**What to work on**
Copy the passage from the leaf blower thread that opens with "## 30yearTech (Sep" and ends after "of the lines.", changing every "hoses" to "fuel lines".
##### Source excerpt #####
# Stihl BG55 Leaking Gas



## G-Mann (Dec 29, 2007)

I have a Stihl BG55 2 stroke leaf blower that leaks gas. After using it yesterday, it started and runs fine. However when I put it back in the garage and came back in, about 20 minutes later, I seen a puddle of gas under the thing. So I put it on the work bench and looked it over. It was leaking out of what am almost sure the vent that is on top of the tank. It is a small round dome with tiny nipples that I think is the tank vent. Even though the gas level was below the vent, you could see it seep gas out of it tracing the leak to the bottom of the machine onto the bench! With the gas level 2 inches below the gas cap, I loosened the cap with the sound of pressure and gas comming out of the cap. For some reason the thing is not venting properly. I can eliminate the problem by simply loosening the cap when not using it, but want to fix the thing right. Does anyone know what needs to be done to get this thing fixed?


----------



## 30yearTech (Sep 14, 2006)

It probably is the vent, replacing it should take care of the leak, however the vent is designed to let air into the tank not out. Pressure in the tank is somewhat normal and does not indicate that the vent is bad. Check the hoses as well and make sure none are leaking, if there is pressure in tank it could force fuel to leak out a small pinhole in one of the lines.


----------
##### Information shown #####
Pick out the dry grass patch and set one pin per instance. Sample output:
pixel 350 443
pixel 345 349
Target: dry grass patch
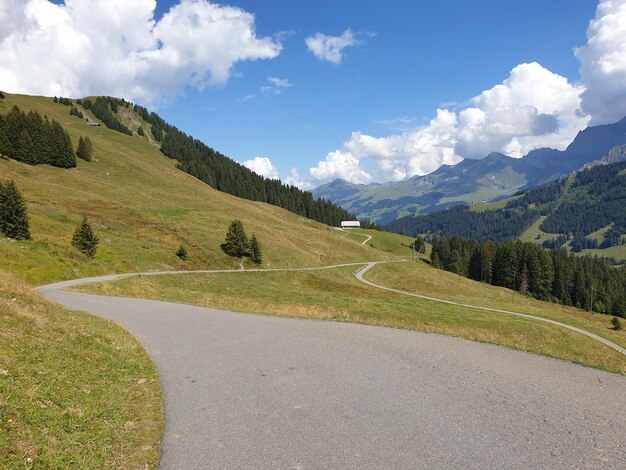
#####
**Response for this exercise**
## 30yearTech (Sep 14, 2006)

It probably is the vent, replacing it should take care of the leak, however the vent is designed to let air into the tank not out. Pressure in the tank is somewhat normal and does not indicate that the vent is bad. Check the fuel lines as well and make sure none are leaking, if there is pressure in tank it could force fuel to leak out a small pinhole in one of the lines.